| What to work on |
Copy the entries exactly. Leave out any pictures.
── Study material
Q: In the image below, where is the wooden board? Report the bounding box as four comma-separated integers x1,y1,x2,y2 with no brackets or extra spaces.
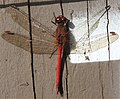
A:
0,0,120,98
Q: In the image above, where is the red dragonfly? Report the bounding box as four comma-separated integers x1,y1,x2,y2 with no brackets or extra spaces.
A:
2,6,70,95
1,5,118,95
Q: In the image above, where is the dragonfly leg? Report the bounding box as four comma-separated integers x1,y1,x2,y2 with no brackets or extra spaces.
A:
51,12,57,26
49,46,58,58
51,21,57,26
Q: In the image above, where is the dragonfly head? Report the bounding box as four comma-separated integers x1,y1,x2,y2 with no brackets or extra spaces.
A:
55,15,68,25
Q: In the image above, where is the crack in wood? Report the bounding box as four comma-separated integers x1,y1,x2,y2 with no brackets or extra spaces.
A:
98,63,105,99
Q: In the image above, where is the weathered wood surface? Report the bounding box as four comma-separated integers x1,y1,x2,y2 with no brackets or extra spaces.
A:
0,0,120,99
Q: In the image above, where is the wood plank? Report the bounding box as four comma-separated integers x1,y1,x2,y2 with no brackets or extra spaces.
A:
0,0,120,98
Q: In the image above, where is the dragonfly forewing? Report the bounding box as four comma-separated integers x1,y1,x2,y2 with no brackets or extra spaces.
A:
6,6,55,42
70,6,109,45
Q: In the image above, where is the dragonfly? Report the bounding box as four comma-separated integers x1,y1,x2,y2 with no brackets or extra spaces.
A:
1,5,119,94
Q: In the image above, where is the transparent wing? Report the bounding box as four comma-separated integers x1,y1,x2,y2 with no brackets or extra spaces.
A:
90,32,119,53
69,7,117,54
2,31,57,54
76,20,99,43
70,32,119,54
70,8,104,41
69,9,103,50
70,16,100,50
6,6,55,42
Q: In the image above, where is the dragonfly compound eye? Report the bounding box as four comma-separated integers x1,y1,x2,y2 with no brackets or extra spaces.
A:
55,15,67,23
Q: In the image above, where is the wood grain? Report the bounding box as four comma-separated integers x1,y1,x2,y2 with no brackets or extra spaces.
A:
0,0,120,99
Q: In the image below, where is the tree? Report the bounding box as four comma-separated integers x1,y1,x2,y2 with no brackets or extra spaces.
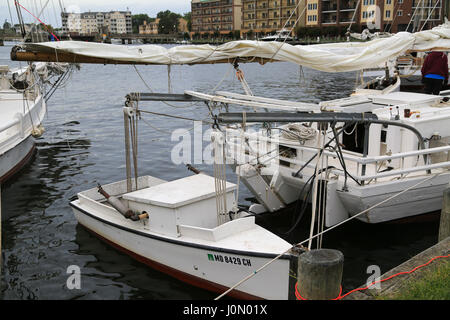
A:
132,14,153,34
3,21,11,30
183,12,192,32
157,10,181,34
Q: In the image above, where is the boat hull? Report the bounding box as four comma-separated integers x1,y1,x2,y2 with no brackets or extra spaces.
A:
0,135,35,183
71,202,292,300
337,173,450,224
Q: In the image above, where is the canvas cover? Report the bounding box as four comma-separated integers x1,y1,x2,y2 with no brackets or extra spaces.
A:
────
| Answer for this exercise |
Q: In the image below, where is the wooden board? Report the bounding box as four comma-separated integers x1,y1,x2,y2 with no brackets or extra spaces.
A:
0,0,120,98
Q: In the image above, where is the red dragonfly? Report the bounding box as four comma-separated integers x1,y1,x2,y2 with no brackets or extra spaces.
A:
2,6,70,95
1,5,118,95
Q: In the image above, where is the dragonfly leg? Report the bounding box as four comma-separated integers x1,y1,x2,y2 with no brackets or extra spaces.
A:
51,12,57,26
49,46,58,58
51,21,57,26
Q: In the image above, where is the dragonfly head? Report the bounding box as four comma-separated integers x1,y1,x2,y2 with no brackets or extra spaces.
A:
55,15,68,25
Q: In the image above, where is the crack in wood? Report the bounding box as four comma-separated integers x1,y1,x2,y2 with no brackets or extra spaces.
A:
98,63,105,99
Q: In the image above, where is the weathered wood surface? Report the bounding box as four comma-separated integers x1,y1,x2,y2 with no brackets or extra spaces.
A:
0,0,120,99
Q: In the image above, where is the wood plank? Report the bounding box as four comma-separated integers x1,y1,x2,y2 with no brackets or extra spaces.
A:
0,0,120,98
Q: In the image above, where is the dragonfly forewing? Report the bounding box as four comma-separated integers x1,y1,x2,y2 with no brackets or extra spaces.
A:
6,6,55,42
70,6,109,45
Q: In the image above, where is the dragonfly? Report the bounding box as four comma-separated integers x1,y1,x2,y2 with no brackets or extra spaces.
A:
1,5,119,94
Q: In the image above, where is the transparent wing? Report the bounding box as four comma-separated integers x1,y1,x2,y2 with no brackets or extra spaces.
A:
90,32,119,53
69,7,117,54
2,31,57,54
76,20,99,43
70,32,119,54
70,8,104,41
69,9,103,50
70,16,100,50
6,6,55,42
Q: In the image above, where is the dragonfly compound eye? Report the bounding box as four comma-separated integers x1,y1,x2,y2 with no brackets or extra spaces.
A:
55,15,67,23
Q: In the image above, where is the wood grain? Report the bounding box as four comma-separated integers x1,y1,x2,y2 with no brackets or extra spaces.
A:
0,0,120,99
Q: In the image below, where is the tree? Report the bounding box as four comma-separated integers x1,y1,x2,y2 with no brackets or extra spaces.
A:
132,14,153,34
3,21,11,30
183,12,192,32
157,10,181,34
Q: In the image above, where is the boat hull? Report the bounding box as four comma-separated integers x1,y1,x2,y2 with no brackets or extra spaces.
A:
0,135,35,183
71,202,292,300
337,173,450,224
Q: In the image above, where is the canvas cover? Report the bounding box as four comma-separated integers x1,y1,x2,y2 with no brackets or extra spaces.
A:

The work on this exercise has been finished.